### SHORT EXERCISE
Retype the data below from the line containing "Shot-chart audit: point to every instance of the white van" down through the end of the data, keeping every line exactly the same.

### INFORMATION GIVEN
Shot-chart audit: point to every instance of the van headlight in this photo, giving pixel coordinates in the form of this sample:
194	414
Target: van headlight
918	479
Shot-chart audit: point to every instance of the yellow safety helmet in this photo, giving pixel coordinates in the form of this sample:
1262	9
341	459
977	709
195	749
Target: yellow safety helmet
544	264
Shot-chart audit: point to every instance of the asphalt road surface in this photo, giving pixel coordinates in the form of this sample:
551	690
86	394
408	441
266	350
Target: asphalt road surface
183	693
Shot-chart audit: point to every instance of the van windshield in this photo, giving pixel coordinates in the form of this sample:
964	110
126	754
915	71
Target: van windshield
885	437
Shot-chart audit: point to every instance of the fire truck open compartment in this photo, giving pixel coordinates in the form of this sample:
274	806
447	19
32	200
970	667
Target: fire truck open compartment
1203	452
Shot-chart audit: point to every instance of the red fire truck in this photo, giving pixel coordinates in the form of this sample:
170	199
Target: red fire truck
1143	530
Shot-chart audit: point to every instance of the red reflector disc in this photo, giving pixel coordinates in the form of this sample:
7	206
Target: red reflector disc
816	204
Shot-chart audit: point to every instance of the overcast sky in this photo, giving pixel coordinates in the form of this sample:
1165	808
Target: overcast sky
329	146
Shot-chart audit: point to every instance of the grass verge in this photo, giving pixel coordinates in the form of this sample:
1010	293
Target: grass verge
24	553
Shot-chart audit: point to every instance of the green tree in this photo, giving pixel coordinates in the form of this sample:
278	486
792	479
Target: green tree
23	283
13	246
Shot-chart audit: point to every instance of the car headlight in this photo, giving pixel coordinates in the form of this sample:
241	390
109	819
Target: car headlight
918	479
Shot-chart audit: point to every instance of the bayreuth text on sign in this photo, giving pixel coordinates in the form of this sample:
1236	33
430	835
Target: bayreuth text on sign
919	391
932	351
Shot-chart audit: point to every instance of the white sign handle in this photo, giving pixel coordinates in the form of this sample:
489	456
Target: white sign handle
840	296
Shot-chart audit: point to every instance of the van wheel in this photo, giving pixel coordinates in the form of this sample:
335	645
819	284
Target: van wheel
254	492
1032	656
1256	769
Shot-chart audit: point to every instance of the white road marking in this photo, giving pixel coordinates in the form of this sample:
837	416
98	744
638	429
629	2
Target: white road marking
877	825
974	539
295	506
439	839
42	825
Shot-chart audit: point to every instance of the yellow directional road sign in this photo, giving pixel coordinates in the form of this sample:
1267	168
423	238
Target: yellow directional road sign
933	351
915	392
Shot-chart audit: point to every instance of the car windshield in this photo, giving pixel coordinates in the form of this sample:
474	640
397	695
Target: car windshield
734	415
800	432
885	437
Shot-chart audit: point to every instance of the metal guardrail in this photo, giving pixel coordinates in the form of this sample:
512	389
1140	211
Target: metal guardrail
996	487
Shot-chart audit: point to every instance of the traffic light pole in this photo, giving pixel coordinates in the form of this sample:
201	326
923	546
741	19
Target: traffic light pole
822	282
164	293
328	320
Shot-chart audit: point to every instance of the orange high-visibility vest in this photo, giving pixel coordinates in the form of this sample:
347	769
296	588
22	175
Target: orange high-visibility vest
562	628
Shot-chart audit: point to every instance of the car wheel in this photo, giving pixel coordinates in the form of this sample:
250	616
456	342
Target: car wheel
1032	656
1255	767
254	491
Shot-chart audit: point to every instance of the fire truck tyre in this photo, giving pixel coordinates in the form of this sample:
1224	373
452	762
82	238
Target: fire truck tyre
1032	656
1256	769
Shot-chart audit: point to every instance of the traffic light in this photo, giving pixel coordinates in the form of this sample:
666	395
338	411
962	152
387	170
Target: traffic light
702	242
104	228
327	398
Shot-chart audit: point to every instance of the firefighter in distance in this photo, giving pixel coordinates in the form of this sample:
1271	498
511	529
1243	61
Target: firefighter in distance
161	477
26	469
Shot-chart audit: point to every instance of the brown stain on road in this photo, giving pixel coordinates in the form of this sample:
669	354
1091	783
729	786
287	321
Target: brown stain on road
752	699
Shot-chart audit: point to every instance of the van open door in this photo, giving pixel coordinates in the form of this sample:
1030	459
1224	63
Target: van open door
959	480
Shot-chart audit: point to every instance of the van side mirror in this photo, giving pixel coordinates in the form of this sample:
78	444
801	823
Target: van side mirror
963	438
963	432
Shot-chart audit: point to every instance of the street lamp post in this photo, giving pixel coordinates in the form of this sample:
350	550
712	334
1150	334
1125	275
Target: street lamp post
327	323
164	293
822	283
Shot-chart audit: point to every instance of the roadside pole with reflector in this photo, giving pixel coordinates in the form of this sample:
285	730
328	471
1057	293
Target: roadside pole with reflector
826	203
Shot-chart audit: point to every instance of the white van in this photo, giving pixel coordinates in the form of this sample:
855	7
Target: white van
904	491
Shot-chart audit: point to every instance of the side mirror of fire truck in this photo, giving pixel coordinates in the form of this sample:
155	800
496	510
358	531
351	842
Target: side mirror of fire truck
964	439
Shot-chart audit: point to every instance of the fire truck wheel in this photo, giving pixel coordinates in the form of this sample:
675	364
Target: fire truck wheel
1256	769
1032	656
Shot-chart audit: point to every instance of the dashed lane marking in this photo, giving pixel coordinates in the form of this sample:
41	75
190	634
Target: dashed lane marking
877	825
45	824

### TASK OUTPUT
Shot-chart audit: point to every instance of the white van in this photo, giving pixel coordinates in the form of this sample:
855	7
Target: white van
904	491
Shot-chart audit: point to every instance of the side mirror of fire truck in this photo, giving pixel coordinates in the form of this sample:
155	800
496	510
358	531
351	842
Target: side mirror of fire truck
964	439
Shot-chart audit: point to every instance of the fire truck wheel in this photo, giving pixel coordinates in the form of this sample:
675	364
Target: fire truck wheel
1256	769
1032	656
Shot-chart audit: point to every instance of the dashed lane marking in this photo, giving pixel coordinates in the form of this sample:
41	75
190	634
Target: dashed lane marking
877	825
45	824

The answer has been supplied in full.